GIVEN TASK: Scale everything in the items below from the line containing "mountain ridge in the photo above." down through the line containing "[[1000, 284]]": write out each of those lines again, requests included, with every coordinate in the answers multiplied by 2 and rounded to a whole number, halves rounding up.

(Excerpts of pointing data)
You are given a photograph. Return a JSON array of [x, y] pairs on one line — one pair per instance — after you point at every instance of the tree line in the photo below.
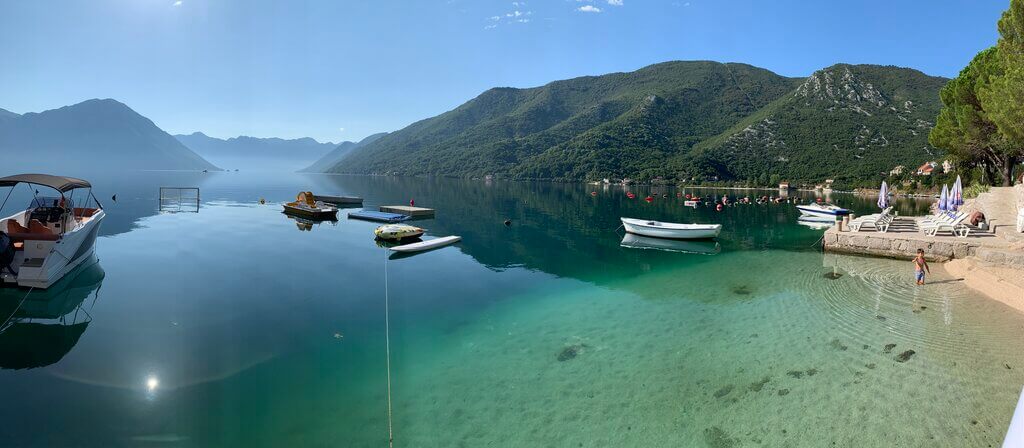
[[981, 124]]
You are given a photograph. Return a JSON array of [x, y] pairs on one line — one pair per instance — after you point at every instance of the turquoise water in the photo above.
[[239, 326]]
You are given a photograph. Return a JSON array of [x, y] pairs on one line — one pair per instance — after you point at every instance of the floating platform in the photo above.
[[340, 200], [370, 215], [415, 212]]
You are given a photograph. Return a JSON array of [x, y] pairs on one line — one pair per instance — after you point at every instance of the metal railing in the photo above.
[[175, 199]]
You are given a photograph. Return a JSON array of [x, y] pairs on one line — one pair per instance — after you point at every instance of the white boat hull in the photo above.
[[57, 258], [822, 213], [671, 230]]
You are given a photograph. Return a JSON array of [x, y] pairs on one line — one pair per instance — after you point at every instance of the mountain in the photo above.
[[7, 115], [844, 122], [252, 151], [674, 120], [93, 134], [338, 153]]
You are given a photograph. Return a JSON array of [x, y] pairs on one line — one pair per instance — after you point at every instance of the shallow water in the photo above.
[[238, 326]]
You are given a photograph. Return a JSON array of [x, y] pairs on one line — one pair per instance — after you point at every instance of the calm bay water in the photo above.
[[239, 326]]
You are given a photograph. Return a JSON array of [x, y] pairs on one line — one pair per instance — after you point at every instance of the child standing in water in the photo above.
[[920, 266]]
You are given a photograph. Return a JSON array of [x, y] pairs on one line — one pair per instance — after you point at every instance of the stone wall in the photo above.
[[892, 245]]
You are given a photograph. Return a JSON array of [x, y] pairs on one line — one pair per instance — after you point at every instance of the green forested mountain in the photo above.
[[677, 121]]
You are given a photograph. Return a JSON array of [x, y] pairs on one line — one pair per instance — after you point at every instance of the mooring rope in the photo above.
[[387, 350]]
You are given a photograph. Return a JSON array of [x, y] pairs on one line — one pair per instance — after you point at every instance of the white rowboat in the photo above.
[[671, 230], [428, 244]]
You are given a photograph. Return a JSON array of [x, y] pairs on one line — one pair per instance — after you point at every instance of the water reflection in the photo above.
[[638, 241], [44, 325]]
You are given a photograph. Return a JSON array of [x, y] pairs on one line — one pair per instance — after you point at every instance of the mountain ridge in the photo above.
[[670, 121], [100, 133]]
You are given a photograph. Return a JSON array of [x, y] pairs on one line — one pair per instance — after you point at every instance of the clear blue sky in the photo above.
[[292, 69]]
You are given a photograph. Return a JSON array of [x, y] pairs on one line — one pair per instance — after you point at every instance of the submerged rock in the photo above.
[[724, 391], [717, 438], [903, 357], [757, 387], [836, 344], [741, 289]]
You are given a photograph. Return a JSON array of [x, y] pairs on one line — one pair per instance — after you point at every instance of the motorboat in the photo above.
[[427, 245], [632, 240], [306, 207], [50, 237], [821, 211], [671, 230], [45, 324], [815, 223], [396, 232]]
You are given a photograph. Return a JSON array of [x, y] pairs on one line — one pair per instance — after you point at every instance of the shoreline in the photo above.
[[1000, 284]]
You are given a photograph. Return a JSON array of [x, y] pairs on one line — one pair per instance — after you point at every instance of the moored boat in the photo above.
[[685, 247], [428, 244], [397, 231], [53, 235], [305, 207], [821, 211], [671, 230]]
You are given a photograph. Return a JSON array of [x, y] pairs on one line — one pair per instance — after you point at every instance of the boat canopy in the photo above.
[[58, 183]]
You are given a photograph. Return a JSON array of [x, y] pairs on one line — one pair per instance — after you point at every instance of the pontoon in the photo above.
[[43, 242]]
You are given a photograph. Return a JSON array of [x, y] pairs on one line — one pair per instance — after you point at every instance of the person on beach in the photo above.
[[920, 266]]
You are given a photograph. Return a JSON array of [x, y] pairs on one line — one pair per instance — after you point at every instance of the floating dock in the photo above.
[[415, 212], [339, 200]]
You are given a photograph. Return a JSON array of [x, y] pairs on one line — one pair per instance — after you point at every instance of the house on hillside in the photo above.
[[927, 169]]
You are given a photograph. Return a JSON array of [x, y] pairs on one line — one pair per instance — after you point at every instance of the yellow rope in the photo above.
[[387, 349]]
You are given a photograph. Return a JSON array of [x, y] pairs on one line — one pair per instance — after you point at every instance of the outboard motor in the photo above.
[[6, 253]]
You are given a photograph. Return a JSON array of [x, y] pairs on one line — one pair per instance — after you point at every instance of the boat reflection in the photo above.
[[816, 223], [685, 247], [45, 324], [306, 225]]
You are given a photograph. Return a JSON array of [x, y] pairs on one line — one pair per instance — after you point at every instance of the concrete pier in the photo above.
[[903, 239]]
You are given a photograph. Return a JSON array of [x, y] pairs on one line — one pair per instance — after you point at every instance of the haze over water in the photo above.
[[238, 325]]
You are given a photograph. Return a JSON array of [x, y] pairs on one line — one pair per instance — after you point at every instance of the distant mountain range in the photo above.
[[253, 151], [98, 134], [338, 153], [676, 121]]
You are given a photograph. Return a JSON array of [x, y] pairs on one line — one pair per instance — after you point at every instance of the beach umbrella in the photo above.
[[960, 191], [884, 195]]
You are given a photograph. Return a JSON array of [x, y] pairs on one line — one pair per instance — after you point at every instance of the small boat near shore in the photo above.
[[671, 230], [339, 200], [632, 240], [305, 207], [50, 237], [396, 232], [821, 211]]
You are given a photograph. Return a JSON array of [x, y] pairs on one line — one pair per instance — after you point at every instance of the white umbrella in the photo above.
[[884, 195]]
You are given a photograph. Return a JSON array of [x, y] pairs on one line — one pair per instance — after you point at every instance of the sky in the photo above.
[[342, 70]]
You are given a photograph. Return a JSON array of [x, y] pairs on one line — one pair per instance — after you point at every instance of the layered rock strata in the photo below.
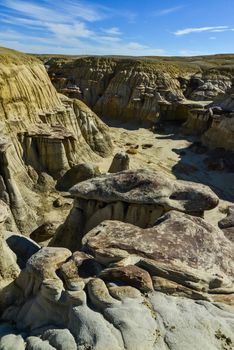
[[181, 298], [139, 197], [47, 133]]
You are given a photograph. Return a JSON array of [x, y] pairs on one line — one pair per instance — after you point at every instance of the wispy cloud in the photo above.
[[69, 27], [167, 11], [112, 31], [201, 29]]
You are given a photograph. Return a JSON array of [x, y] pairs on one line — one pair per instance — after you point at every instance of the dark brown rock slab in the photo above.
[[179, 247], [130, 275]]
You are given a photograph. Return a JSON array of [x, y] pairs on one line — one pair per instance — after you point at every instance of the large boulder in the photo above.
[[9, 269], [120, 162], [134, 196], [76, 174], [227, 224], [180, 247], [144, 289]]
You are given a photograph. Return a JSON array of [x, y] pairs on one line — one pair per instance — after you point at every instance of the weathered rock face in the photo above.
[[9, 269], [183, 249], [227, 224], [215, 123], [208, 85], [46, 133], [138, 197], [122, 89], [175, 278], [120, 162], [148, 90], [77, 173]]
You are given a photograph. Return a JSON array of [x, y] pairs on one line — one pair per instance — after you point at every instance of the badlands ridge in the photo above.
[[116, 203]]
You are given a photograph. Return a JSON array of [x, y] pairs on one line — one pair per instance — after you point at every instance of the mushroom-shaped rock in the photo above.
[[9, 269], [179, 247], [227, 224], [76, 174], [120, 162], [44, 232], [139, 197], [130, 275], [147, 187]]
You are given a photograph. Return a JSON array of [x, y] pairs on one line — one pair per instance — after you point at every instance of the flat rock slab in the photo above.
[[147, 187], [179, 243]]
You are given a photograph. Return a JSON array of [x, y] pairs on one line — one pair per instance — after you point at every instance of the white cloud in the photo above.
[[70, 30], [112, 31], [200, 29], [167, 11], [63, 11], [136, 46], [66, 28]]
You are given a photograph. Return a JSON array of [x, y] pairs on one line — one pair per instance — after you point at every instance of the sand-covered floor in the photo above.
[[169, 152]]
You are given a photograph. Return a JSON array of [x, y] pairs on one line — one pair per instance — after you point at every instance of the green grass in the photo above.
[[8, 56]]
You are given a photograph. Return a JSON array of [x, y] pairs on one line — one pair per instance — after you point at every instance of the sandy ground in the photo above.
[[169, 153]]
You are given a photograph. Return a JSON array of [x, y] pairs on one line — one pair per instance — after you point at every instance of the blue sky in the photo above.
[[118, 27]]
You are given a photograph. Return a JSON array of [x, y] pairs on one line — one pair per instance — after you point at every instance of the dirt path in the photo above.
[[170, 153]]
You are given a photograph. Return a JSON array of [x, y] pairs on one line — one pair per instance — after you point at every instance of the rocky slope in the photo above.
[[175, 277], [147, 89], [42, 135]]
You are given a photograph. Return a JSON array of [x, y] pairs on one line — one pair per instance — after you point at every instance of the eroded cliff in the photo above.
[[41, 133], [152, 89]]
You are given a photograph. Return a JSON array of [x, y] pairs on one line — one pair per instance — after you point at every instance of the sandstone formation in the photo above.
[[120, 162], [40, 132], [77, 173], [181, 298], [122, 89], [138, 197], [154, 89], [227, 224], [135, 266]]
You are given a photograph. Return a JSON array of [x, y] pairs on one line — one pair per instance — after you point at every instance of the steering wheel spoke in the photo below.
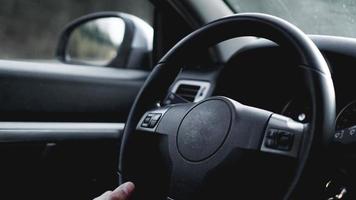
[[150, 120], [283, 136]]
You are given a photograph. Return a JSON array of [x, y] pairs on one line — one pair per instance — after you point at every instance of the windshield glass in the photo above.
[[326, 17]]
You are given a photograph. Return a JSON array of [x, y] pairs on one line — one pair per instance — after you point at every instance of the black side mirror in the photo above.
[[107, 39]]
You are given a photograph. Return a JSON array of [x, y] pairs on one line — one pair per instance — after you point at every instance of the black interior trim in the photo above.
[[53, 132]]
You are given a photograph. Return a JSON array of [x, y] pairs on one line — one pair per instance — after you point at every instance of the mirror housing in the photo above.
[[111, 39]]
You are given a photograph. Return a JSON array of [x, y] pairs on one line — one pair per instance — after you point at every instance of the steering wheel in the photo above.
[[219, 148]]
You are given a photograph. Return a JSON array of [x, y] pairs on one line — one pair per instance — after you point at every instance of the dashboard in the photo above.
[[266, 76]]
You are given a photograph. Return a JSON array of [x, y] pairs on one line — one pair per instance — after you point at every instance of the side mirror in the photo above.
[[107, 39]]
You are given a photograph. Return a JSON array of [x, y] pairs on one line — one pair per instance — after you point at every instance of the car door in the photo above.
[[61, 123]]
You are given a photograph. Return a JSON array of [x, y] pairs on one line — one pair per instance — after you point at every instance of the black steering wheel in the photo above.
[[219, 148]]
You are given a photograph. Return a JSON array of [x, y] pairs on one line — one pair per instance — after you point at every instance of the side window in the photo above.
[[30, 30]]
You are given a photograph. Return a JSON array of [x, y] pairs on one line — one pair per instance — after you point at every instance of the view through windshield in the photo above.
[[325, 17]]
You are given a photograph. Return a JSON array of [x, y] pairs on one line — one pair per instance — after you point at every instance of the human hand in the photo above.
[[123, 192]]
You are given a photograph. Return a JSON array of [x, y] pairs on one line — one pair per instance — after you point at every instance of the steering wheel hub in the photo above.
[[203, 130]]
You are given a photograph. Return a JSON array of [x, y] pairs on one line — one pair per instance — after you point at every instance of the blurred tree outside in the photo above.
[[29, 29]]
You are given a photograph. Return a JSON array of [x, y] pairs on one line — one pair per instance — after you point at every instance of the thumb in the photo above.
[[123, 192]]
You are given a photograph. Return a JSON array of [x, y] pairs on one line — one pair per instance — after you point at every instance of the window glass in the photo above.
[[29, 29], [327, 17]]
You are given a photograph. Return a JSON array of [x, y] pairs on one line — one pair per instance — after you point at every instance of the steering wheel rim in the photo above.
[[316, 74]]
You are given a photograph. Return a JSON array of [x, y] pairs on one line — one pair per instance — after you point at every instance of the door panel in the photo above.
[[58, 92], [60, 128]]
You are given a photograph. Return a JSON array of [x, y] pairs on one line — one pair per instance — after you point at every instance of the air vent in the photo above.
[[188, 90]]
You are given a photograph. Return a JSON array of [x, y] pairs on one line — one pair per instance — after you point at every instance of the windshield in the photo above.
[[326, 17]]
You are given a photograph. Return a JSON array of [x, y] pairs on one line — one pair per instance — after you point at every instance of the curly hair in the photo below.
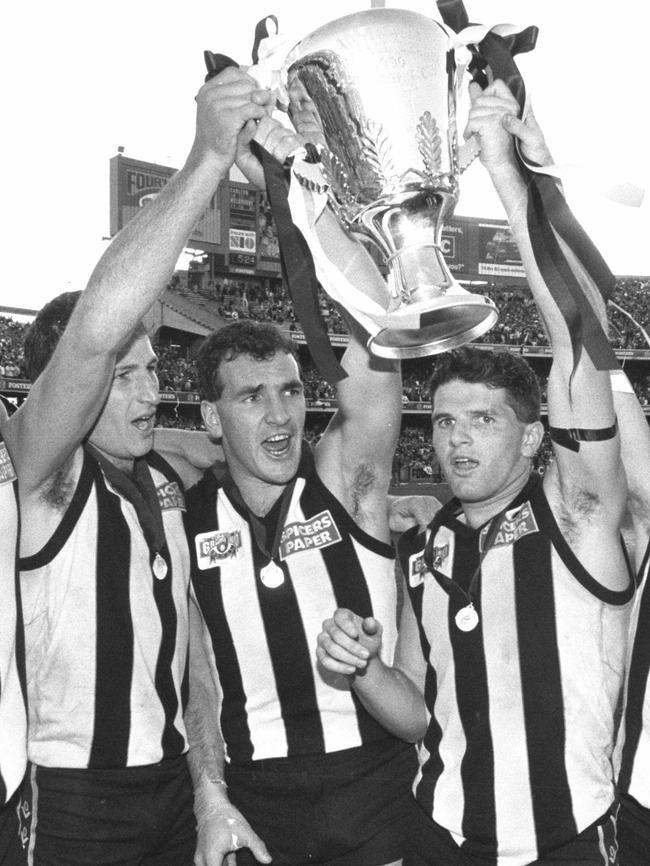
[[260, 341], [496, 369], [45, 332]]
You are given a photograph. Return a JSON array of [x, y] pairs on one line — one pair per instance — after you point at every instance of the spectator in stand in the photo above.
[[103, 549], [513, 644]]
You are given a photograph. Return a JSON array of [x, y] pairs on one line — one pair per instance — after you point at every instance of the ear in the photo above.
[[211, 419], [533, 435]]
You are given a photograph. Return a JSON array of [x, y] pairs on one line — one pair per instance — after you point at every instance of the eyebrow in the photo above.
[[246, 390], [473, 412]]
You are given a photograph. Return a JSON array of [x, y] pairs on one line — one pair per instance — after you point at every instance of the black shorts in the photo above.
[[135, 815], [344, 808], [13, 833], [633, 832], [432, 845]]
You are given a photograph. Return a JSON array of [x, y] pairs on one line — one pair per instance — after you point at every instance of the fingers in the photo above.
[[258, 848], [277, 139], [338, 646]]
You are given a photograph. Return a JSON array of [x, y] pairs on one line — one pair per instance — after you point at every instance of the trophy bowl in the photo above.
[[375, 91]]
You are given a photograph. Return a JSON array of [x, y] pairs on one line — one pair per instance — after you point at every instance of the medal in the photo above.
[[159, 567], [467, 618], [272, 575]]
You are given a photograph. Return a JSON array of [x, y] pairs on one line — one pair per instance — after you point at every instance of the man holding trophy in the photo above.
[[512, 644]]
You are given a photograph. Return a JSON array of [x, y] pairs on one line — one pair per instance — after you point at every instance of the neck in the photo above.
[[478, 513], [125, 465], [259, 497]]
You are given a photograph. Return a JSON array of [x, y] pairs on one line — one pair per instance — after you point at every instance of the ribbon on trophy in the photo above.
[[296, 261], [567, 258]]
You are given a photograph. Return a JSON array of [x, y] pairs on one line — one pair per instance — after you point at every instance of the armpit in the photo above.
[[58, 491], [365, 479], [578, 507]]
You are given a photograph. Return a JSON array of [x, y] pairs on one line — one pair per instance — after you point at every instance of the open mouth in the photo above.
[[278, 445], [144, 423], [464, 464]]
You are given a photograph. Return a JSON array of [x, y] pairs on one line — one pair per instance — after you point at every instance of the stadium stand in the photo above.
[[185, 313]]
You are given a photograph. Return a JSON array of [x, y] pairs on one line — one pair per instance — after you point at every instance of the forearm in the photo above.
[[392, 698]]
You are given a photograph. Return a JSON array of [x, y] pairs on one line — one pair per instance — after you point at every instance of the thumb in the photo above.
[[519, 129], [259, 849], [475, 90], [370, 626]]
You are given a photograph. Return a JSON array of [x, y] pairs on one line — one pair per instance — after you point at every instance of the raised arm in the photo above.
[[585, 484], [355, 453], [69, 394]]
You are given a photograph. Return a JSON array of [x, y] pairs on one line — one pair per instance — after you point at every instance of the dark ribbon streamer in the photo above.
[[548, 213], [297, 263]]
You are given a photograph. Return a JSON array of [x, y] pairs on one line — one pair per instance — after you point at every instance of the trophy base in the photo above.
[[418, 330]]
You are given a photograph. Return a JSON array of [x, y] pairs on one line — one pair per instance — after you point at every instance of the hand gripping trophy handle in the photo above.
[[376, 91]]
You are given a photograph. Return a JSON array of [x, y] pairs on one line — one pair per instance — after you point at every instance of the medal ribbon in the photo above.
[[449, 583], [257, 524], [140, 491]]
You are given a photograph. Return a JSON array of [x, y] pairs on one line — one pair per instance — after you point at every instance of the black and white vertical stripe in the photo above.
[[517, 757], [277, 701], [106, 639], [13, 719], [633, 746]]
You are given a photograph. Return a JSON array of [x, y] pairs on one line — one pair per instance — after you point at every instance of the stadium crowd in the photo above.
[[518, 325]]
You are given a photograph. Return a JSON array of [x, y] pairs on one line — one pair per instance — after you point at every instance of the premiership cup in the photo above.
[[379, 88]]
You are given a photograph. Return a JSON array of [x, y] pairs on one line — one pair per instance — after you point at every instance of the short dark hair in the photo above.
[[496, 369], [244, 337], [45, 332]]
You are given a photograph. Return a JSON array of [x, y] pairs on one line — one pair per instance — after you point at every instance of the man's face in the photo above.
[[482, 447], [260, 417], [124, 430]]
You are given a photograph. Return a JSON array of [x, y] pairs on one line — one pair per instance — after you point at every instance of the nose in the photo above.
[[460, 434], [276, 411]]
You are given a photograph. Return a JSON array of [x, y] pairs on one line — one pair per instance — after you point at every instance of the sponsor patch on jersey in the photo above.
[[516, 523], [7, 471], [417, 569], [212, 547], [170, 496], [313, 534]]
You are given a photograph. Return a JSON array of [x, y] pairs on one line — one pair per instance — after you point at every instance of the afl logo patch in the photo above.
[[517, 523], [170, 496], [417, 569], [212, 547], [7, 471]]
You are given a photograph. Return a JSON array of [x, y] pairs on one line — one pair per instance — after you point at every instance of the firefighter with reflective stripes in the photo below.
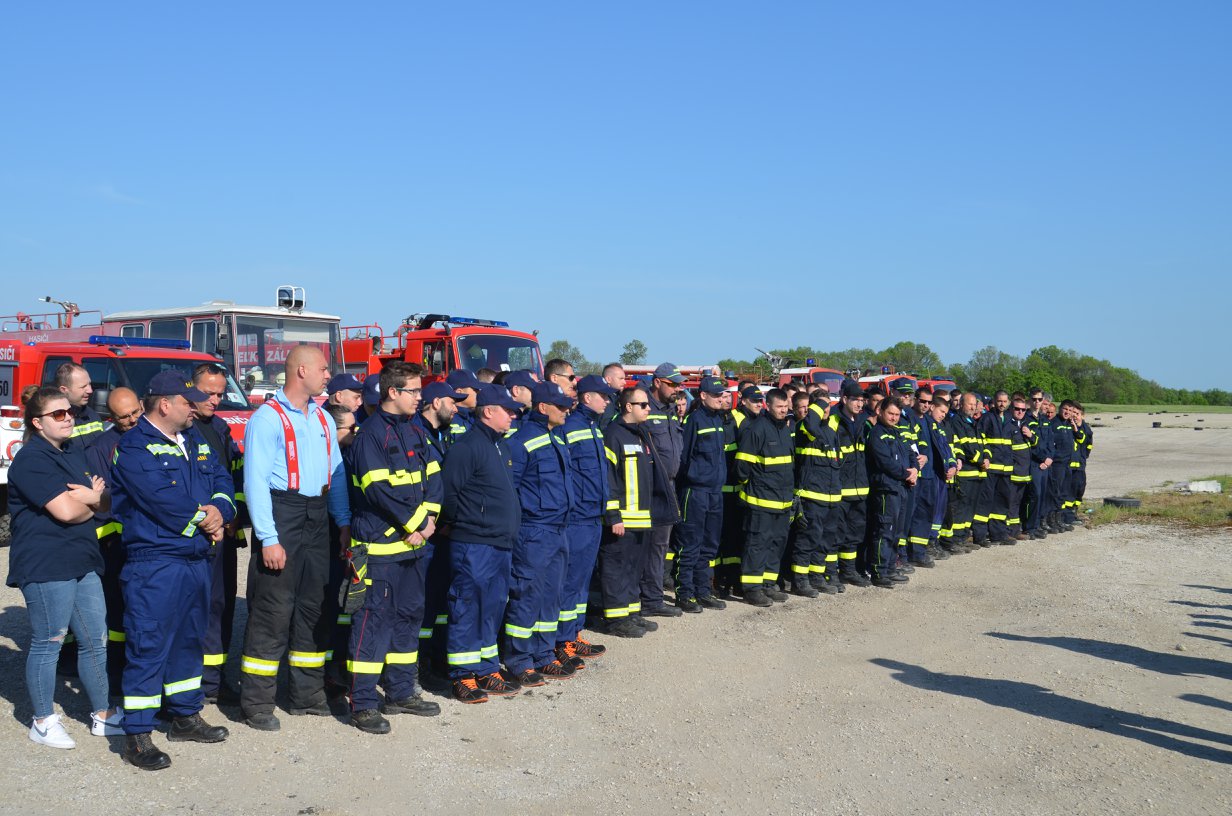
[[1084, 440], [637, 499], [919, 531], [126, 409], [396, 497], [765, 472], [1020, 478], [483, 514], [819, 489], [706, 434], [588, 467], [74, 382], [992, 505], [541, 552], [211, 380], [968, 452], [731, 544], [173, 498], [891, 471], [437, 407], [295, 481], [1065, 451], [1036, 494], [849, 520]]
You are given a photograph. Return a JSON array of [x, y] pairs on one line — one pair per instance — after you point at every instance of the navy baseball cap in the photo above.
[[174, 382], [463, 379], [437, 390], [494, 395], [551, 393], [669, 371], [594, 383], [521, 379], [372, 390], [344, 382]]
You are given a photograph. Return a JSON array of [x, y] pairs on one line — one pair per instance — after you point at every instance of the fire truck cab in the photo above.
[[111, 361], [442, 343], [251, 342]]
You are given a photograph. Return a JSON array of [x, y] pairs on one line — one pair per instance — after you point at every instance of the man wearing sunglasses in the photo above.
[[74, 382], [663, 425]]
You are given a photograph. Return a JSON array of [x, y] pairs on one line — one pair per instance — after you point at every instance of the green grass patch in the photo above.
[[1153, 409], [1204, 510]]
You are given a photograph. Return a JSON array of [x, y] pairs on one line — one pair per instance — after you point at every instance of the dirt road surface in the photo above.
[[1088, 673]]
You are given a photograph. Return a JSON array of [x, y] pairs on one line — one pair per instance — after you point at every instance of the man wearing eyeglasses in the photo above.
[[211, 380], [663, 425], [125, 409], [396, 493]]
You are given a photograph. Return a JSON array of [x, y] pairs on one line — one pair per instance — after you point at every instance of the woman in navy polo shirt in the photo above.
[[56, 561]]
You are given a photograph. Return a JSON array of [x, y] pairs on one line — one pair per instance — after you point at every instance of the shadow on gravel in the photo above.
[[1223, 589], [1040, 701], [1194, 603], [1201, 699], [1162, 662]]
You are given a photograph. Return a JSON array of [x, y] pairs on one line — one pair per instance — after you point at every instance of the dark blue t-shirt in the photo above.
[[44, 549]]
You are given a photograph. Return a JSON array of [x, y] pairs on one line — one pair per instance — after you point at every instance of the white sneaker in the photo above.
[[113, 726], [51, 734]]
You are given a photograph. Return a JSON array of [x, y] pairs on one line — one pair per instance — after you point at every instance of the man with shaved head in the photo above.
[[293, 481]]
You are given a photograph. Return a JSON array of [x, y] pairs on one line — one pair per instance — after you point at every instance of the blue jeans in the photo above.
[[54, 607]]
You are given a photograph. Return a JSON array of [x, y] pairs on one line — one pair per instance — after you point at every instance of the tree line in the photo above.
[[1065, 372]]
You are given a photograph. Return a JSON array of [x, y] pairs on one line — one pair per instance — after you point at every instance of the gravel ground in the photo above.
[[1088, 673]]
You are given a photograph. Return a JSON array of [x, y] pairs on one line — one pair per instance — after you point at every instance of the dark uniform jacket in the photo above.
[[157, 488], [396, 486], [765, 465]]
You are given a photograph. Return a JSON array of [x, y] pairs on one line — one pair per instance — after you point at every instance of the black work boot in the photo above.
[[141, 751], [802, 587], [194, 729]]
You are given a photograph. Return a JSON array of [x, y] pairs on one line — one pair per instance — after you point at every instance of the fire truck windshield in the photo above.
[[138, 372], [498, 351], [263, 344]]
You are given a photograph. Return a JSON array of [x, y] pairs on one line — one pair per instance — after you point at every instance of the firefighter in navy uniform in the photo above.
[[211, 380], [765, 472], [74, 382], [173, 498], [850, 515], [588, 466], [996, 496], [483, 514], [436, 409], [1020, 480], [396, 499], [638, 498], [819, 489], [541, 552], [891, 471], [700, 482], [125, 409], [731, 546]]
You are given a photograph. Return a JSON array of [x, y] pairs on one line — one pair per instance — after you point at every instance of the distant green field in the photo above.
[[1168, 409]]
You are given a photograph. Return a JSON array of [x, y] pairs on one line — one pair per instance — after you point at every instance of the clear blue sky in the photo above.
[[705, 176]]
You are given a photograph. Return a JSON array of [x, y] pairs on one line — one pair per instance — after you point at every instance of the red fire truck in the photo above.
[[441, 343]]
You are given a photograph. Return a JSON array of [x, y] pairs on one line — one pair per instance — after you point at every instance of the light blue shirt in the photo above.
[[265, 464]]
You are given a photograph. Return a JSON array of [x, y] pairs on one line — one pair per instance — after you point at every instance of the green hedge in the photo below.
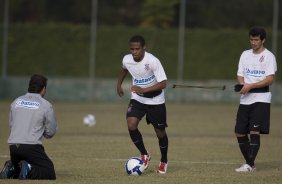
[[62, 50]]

FULL ANSWER:
You are given a photograph. Return a JSON array of [x, y] pairs on one line — one pair per instance — after you point at every instance of the mountain ridge in the photo above.
[[1340, 242], [200, 266]]
You are given a photograph. Return a JSON array of [x, y] pairs on one line — one pair per instance — after you point at every instance of the clear blue sky in the photo above.
[[584, 138]]
You are given a photograph. Return a JSON array of [x, y] pairs on one line — one pair per instance — after you point at every instance of the submerged rock in the photo above.
[[1448, 782], [1434, 876], [1806, 714], [1514, 774], [1672, 688], [1482, 578]]
You are given a photograph. Return a JSON array of [x, y] pairs on one line — one pair per instance — after you point at every instance of the motorboat in the photo above.
[[854, 490], [1264, 480], [612, 414], [100, 474], [1642, 422], [1342, 460], [90, 648], [1630, 446], [792, 464]]
You are given a photograph. Return a JSON array of [x, y] pairs on one line — one pair per instance — after you point at every instance of the shoreline in the photo above.
[[2000, 568]]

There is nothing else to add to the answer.